* _記述課題 1_
運命についての文章をもとに、次の問いに答えてください。
(a) 旱魃が地を枯らしたとき、その徳で救ったのは誰ですか。
(b) 華陰の地に夜に現れた水神は、璧を誰に托しましたか。
(c) 玄宗皇帝が乱を避けて蜀の国へ入る際にさしかかった橋は何ですか。

有ると言えば有るようだし、無いと言ってしまえば無いようだ。

昔、洪水が頻繁に起こっていたが、禹帝がその功で治めた。一方、旱魃が地を枯らしてしまったが、殷の初代湯王がその徳で救った。ここには、運命は有るようだし、しかも無いようでもある。

次に、秦の始皇帝が天下統一し、皇帝を称した。

しかしながら、華陰の地に夜、水神が出現し、璧を秦の使者に托して、「今年、祖龍は死ぬであろう」と言ったという。結果、そのとおりに始皇帝はその後沙丘の地で崩御された。

また、唐の玄宗皇帝は、開元時代30年間、天宝年間は14年間、太平を謳歌し贅沢を究めた。とは言いながら、開元の隆盛期に、一行阿闍梨というが「陛下は、万里も(いろいろな処へ)行幸せられ、力が及ばなくなります。」と申し上げると、「訳の分からないことを言うものだ。」と思われたのだった。それが、安禄山の乱が起きて、天宝15年に皇帝は乱を避けて蜀の国へ入る際に、万里橋にさしかかり、驚きハッとして「あの者が言っていた、万里に行幸した時、とはこのことであったか」と悟りなされたという。

* _本演習のデータ_
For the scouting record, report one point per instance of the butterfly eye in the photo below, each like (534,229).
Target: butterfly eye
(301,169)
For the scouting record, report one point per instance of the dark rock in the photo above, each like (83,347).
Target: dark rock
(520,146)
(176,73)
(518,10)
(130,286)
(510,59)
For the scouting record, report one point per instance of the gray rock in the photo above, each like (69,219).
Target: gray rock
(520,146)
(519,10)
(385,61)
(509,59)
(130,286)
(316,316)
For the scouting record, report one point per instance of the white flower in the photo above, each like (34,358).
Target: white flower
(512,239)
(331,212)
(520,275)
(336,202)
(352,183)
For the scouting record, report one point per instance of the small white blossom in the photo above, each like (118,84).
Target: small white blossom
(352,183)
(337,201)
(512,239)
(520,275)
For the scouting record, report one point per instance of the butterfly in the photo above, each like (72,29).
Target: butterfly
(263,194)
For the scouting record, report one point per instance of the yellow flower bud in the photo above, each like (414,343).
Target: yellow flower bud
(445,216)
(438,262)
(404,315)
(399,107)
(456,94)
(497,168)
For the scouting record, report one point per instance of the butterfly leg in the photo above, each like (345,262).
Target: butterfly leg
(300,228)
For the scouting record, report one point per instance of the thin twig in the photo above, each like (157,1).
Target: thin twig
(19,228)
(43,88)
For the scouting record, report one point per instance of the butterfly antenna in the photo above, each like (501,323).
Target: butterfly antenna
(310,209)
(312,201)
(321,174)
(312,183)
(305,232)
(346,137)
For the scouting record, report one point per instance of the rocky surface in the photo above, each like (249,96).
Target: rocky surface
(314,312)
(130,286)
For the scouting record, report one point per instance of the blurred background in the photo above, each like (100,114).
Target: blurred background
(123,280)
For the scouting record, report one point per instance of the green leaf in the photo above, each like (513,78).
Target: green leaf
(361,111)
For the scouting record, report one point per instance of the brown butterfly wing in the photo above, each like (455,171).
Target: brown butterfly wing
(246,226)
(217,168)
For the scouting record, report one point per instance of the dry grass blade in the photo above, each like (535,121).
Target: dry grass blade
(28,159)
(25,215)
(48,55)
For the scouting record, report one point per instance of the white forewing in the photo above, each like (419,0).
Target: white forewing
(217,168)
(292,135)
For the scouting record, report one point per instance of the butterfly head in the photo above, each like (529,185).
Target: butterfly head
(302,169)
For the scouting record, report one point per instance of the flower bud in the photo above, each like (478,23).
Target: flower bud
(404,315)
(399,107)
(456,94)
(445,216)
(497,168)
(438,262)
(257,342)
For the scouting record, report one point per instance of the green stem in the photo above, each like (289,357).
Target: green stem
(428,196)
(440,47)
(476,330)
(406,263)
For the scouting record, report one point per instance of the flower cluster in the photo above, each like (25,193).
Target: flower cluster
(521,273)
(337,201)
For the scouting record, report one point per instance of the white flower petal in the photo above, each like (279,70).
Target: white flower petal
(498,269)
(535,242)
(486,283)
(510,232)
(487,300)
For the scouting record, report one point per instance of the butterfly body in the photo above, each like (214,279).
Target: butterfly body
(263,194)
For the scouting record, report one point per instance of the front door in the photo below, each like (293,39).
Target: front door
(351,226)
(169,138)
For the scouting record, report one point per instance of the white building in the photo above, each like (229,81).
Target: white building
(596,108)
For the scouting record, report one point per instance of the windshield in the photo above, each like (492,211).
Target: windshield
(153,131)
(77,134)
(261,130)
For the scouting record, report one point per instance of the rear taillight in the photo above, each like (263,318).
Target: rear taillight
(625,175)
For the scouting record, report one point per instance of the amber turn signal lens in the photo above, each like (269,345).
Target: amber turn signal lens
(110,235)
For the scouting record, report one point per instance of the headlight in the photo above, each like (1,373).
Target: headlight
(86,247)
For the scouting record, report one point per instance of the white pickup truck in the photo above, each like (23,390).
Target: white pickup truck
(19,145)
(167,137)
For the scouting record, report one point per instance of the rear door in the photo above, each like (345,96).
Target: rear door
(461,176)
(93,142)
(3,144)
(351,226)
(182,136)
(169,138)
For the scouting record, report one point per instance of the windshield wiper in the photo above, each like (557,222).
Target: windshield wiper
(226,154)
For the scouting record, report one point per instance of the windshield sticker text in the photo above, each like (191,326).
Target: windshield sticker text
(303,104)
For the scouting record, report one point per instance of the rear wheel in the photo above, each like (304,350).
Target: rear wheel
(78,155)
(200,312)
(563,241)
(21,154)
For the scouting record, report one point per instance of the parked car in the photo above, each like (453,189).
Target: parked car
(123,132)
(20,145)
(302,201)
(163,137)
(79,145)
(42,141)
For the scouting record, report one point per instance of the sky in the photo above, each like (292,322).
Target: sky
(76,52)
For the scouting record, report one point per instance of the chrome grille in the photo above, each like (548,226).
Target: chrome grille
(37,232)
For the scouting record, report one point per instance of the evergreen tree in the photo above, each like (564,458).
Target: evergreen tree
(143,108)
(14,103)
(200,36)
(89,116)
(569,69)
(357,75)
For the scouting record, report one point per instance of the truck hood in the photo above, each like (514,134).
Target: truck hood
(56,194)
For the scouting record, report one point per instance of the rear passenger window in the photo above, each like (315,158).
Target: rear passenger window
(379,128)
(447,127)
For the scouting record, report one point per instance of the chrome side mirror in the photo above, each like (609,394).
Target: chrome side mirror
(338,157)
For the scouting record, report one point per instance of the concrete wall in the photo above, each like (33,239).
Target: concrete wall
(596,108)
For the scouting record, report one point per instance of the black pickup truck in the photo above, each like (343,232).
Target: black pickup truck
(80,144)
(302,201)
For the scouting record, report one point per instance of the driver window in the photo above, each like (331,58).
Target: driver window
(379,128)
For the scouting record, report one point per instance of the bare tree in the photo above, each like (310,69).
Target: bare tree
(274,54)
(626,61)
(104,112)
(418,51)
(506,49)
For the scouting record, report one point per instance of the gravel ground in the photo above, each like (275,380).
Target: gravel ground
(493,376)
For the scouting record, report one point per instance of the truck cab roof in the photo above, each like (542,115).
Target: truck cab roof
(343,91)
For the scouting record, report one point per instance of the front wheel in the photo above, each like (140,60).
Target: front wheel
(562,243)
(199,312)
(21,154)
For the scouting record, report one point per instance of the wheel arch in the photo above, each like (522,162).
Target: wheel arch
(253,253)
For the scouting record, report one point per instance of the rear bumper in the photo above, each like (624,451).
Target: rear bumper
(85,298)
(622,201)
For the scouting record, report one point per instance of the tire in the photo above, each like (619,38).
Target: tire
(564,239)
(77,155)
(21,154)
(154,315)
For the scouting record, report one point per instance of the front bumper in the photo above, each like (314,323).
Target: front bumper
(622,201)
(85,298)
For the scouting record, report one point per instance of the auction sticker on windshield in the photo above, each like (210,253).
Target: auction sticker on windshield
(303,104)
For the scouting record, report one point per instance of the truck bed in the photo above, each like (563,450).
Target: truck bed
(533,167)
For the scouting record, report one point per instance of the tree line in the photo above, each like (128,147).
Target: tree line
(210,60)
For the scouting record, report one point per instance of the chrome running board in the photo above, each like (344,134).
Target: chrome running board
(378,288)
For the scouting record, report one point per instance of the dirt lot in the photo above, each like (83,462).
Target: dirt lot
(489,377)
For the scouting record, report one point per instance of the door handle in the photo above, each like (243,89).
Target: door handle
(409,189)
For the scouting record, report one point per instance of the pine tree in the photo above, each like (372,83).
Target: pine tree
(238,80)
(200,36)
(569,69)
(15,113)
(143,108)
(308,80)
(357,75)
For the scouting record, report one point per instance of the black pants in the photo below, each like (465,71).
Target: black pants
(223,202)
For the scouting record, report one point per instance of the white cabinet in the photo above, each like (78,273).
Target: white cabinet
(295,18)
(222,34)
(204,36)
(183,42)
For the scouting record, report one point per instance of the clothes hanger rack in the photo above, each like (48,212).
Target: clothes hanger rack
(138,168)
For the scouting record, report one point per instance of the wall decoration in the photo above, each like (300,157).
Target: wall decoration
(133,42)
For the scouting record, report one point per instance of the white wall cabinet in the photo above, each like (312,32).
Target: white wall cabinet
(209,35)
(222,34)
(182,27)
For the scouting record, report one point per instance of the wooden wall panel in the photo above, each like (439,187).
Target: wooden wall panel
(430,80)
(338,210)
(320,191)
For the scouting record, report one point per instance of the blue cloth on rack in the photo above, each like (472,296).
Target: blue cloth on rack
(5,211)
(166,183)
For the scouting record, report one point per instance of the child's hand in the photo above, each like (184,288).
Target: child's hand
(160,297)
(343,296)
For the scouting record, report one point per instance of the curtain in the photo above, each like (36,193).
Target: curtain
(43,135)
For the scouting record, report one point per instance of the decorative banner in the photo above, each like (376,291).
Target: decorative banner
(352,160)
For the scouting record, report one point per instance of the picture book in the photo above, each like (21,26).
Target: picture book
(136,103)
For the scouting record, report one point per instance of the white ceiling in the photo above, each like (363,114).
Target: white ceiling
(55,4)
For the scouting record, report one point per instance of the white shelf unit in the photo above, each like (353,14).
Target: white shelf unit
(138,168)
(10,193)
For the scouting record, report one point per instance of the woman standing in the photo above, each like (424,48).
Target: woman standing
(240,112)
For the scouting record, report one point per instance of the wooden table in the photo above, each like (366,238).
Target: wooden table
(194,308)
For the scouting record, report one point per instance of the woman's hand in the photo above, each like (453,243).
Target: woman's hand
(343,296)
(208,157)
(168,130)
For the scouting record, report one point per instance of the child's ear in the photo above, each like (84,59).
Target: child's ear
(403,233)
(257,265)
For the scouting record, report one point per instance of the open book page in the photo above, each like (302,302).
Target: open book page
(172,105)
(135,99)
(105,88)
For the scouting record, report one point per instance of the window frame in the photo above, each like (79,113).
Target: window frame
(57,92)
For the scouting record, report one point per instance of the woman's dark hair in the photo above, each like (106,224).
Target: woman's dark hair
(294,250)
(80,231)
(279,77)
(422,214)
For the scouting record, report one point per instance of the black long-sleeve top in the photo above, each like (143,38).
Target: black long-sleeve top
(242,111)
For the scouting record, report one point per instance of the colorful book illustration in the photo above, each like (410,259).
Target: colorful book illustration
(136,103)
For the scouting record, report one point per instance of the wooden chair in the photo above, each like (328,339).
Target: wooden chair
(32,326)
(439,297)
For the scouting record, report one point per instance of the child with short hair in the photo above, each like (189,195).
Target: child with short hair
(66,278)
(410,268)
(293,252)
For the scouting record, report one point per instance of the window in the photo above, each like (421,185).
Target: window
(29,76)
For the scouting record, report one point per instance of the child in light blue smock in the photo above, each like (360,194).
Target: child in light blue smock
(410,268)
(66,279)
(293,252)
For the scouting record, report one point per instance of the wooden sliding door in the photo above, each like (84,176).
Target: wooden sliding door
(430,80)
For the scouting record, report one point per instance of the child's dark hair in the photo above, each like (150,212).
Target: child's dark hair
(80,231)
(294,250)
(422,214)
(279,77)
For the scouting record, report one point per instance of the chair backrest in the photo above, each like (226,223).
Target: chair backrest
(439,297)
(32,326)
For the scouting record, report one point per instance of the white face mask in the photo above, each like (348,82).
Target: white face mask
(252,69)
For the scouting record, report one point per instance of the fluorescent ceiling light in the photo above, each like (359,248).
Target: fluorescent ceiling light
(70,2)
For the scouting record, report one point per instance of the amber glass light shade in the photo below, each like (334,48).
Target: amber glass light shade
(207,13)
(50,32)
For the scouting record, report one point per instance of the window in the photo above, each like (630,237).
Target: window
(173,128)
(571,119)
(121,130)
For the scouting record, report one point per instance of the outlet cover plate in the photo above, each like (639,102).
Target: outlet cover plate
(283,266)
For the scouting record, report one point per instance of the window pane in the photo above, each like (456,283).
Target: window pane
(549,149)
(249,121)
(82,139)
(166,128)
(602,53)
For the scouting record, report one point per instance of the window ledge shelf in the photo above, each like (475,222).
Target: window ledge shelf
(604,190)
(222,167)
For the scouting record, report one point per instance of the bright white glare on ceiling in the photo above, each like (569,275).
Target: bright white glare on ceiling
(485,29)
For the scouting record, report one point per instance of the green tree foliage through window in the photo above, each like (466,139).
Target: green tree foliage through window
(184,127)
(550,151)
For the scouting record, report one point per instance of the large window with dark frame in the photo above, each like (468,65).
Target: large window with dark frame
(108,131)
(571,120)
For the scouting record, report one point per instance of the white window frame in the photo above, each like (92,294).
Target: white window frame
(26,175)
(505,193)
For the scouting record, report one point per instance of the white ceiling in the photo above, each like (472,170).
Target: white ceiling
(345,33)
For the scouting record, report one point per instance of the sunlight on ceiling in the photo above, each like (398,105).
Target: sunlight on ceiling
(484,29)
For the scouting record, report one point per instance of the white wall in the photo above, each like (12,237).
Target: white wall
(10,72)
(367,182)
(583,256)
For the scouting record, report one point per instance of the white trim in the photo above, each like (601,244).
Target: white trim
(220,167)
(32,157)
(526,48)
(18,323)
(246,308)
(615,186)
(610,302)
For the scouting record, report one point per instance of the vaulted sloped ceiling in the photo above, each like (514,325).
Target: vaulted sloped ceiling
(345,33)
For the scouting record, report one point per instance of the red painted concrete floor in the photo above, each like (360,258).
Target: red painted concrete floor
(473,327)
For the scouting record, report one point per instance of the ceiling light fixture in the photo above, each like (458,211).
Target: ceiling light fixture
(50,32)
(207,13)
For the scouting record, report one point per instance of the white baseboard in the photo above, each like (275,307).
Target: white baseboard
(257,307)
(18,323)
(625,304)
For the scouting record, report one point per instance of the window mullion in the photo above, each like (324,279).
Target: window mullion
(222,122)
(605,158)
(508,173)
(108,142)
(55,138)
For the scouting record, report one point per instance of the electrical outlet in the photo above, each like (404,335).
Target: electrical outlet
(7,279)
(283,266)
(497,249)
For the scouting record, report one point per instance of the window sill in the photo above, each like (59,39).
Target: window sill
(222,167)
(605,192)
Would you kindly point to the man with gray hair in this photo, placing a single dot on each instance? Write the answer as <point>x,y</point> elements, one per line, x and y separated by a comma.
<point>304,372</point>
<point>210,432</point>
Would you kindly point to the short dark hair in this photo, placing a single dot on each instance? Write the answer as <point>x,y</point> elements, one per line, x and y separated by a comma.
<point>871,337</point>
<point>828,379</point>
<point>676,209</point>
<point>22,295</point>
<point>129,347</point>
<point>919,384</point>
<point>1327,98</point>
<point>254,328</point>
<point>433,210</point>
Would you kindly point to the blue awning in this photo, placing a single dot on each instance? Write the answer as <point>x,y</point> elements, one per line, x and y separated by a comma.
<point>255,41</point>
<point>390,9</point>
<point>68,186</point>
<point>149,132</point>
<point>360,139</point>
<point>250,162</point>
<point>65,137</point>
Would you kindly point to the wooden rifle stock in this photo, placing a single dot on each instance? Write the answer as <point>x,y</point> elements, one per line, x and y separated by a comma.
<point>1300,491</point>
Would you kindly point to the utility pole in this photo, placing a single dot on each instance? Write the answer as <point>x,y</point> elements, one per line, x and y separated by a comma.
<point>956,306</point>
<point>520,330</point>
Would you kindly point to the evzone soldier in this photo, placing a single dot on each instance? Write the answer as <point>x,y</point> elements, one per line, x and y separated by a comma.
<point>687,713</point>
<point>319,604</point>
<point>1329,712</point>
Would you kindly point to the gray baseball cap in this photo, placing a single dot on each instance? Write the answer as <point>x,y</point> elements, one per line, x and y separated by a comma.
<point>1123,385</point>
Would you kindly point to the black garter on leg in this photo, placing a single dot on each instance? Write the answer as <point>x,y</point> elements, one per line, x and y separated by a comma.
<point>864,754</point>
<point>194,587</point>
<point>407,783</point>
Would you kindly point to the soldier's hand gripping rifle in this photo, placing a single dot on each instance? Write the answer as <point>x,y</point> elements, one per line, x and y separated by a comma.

* _記述課題 2_
記録のうち、「each like (324,279).」を含む行から「<point>210,432</point>」を含む行まで、両端の行も含めてすべて一字一句変えずに書き写してもらえますか。

* _解答例 1_
(a) 殷の初代湯王
(b) 秦の使者
(c) 万里橋

* _解答例 2_
For the scouting record, report one point per instance of the window mullion in the photo above, each like (324,279).
Target: window mullion
(222,122)
(605,158)
(508,173)
(108,142)
(55,138)
For the scouting record, report one point per instance of the electrical outlet in the photo above, each like (404,335).
Target: electrical outlet
(7,279)
(283,266)
(497,249)
For the scouting record, report one point per instance of the window sill in the photo above, each like (59,39).
Target: window sill
(222,167)
(605,192)
Would you kindly point to the man with gray hair in this photo, placing a single dot on each instance? Write the answer as <point>x,y</point> elements, one per line, x and y separated by a comma.
<point>304,372</point>
<point>210,432</point>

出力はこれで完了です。